NASA Selects High Schools to Compete in New Challenge

Winning Software Designs Will Program Satellites on the International Space Station

SPHERES are bowling ball-sized spherical satellites used to test maneuvers for spacecraft performing autonomous rendezvous and docking. Three of these satellites fly inside the station's cabin. Each is self-contained with power, propulsion, computing and navigation equipment. WASHINGTON -- NASA and the Massachusetts Institute of Technology (MIT) in Cambridge, Mass., have selected 24 high schools to participate in a new science, technology, engineering, and math education program. The teams will design software to program small satellites aboard the International Space Station.  

The Synchronized Position Hold, Engage, and Reorient Experimental Satellites, or SPHERES, are three volley ball-sized spherical satellites that fly inside the space station’s cabin to test advanced maneuvers for spacecraft, like formation flying and autonomous rendezvous and docking. Each contains its own power, propulsion, computing, and navigation equipment.

- _Records_
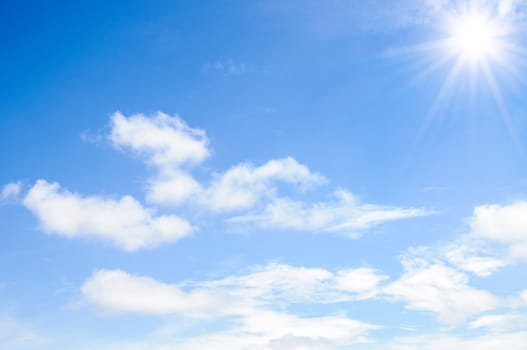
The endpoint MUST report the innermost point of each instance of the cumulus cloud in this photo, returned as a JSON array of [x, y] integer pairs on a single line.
[[505, 224], [241, 186], [344, 213], [270, 285], [116, 291], [469, 259], [251, 305], [166, 141], [252, 191], [123, 222], [10, 191], [440, 289]]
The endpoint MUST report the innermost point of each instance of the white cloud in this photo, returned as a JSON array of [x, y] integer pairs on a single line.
[[10, 191], [440, 289], [247, 305], [174, 148], [468, 259], [342, 214], [123, 222], [505, 224], [115, 291], [268, 286], [243, 185], [167, 141]]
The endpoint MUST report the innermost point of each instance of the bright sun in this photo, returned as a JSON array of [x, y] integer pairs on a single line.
[[475, 37]]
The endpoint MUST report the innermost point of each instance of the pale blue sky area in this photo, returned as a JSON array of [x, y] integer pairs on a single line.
[[268, 175]]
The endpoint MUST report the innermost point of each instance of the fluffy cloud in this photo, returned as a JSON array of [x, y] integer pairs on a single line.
[[241, 186], [469, 259], [246, 303], [342, 214], [10, 191], [167, 142], [440, 289], [174, 148], [123, 222], [505, 224], [115, 291]]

- _Brief A_
Please reproduce the NASA SPHERES article starting with "SPHERES are bowling" and going on through "International Space Station.", substituting "grapefruit-sized" for "bowling ball-sized".
- _Brief B_
Pick up the NASA SPHERES article from the point where it stops and carry it forward.
The data has nothing to do with the NASA SPHERES article.

- _Output A_
SPHERES are grapefruit-sized spherical satellites used to test maneuvers for spacecraft performing autonomous rendezvous and docking. Three of these satellites fly inside the station's cabin. Each is self-contained with power, propulsion, computing and navigation equipment. WASHINGTON -- NASA and the Massachusetts Institute of Technology (MIT) in Cambridge, Mass., have selected 24 high schools to participate in a new science, technology, engineering, and math education program. The teams will design software to program small satellites aboard the International Space Station.

- _Output B_
The selections are part of the Zero-Robotics investigation, which is run by MIT and designed to inspire future scientists and engineers. Students write their own algorithms to solve a problem important to future missions. This year’s pilot program, "HelioSPHERES," allows selected high schools to compete against each other and helps students build critical engineering skills, such as problem solving, design thought process, operations training, teamwork and presentation skills.

The competition was open to all accredited high schools in the United States and attracted 48 applications. The 24 high schools are from 19 states: Arizona, California, Colorado, Florida, Georgia, Idaho, Illinois, Kansas, Massachusetts, Maine, Michigan, Nebraska, New Jersey, New York, Pennsylvania, Texas, Utah, Virginia, and Washington.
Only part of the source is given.